- RECORDS PROVIDED -
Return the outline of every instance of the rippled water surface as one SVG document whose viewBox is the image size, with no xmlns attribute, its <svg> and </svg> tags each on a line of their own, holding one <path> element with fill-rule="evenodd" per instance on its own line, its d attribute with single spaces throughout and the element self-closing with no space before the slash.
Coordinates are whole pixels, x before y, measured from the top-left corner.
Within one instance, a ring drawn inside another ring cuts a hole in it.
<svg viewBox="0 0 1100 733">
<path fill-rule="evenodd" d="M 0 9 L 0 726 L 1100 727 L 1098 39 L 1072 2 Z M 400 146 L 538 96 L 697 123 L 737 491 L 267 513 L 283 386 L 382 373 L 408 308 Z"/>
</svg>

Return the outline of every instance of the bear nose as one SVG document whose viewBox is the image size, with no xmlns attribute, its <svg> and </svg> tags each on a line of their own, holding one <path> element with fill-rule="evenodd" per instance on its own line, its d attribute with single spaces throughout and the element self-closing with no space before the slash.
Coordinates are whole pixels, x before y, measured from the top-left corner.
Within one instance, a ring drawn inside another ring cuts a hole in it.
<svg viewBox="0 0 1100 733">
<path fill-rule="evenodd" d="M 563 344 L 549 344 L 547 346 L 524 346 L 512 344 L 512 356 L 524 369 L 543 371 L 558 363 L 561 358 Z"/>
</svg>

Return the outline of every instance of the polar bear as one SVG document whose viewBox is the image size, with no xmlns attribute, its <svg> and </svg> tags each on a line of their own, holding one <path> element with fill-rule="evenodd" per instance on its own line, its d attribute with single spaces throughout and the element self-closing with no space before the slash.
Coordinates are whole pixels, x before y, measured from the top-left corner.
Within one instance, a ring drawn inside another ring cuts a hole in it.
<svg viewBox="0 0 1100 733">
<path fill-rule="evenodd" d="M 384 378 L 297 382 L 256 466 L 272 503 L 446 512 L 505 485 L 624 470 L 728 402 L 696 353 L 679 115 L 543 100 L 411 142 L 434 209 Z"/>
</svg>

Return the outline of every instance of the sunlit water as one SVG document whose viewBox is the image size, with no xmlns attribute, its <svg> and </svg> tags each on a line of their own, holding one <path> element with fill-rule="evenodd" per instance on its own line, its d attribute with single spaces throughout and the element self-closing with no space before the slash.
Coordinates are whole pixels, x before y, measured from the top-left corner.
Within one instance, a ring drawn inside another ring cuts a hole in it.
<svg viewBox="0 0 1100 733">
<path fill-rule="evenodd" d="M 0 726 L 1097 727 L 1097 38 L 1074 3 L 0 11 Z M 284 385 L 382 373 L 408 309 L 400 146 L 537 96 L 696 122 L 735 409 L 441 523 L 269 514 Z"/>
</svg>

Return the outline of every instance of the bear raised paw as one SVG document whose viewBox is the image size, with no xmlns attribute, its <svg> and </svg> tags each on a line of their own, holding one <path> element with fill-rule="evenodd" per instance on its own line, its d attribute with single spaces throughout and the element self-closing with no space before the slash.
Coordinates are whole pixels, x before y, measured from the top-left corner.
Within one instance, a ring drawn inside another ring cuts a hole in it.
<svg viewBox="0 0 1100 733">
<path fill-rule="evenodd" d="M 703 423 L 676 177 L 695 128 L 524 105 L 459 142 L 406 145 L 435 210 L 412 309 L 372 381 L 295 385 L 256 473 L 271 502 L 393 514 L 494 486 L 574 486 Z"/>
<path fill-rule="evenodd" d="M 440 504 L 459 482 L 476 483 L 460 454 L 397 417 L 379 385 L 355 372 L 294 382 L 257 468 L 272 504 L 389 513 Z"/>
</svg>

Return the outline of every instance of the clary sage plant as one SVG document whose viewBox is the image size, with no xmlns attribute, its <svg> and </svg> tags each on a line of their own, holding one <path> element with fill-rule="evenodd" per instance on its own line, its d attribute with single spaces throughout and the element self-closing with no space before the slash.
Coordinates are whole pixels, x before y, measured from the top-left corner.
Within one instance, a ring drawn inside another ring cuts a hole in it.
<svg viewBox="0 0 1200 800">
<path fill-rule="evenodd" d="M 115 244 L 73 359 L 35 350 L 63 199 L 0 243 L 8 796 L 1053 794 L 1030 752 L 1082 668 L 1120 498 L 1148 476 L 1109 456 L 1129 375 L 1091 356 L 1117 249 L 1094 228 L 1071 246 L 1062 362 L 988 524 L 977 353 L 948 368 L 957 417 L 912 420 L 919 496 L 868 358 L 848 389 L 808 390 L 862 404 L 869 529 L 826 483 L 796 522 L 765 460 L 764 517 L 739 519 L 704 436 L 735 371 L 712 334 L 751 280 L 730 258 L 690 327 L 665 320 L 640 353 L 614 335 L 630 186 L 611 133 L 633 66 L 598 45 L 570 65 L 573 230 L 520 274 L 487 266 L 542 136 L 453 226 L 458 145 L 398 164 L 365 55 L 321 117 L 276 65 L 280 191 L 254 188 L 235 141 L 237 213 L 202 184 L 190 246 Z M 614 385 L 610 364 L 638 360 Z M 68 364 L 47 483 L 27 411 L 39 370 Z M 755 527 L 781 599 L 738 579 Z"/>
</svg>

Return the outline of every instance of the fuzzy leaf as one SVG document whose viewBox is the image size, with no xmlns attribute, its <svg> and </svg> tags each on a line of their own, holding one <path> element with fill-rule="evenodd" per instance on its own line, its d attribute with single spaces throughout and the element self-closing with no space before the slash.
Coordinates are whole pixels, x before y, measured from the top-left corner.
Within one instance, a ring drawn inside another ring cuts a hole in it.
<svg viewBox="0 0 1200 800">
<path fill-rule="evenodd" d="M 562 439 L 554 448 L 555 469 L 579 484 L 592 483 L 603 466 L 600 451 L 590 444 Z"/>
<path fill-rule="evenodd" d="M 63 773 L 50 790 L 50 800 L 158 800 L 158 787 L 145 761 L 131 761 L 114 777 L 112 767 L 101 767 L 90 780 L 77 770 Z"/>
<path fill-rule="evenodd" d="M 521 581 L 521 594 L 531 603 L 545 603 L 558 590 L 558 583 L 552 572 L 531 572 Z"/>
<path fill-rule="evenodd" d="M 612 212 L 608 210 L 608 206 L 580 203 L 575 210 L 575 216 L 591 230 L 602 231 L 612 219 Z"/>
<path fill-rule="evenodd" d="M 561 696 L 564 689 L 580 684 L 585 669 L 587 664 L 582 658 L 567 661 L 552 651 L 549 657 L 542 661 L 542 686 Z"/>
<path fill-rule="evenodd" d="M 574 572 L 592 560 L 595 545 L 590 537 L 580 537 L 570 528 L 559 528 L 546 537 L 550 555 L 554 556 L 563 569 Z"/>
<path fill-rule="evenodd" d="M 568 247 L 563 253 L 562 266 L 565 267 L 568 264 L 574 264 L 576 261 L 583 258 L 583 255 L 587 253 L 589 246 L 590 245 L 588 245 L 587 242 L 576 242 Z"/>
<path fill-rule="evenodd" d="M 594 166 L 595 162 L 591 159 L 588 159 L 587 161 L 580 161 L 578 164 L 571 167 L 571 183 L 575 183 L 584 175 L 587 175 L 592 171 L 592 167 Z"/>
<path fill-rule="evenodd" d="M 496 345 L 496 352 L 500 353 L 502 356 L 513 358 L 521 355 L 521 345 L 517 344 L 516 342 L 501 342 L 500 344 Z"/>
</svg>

- WORK TO BE COMPLETED -
Every line containing the word "bear" should be copied from the material.

- ANSWER SECTION -
Return the outline of every instance of the bear nose as one SVG document whose viewBox is the image size, with no xmlns attribute, its <svg> and </svg> tags each on a line of their own, holding one <path> element with fill-rule="evenodd" per instance on its own line, its d attribute with single spaces throughout and the element self-closing with no space before the slash.
Return the outline of every instance of the polar bear as one SVG document whose viewBox is the image size, with no xmlns attribute, its <svg> and </svg> tags each on a line of their own, holding one <path> element with fill-rule="evenodd" per instance on its own line, its d attribute with single spaces throughout and the element self-closing with no space before the slash.
Return the outline of every instance of the bear raised paw as one SVG document whose viewBox is the image size, with no xmlns attribute, its <svg> and </svg> tags each on a line of their own, holding one <path> element with fill-rule="evenodd" per instance on its own line, its d attribute with single spaces throughout and the element self-closing with no space before the slash.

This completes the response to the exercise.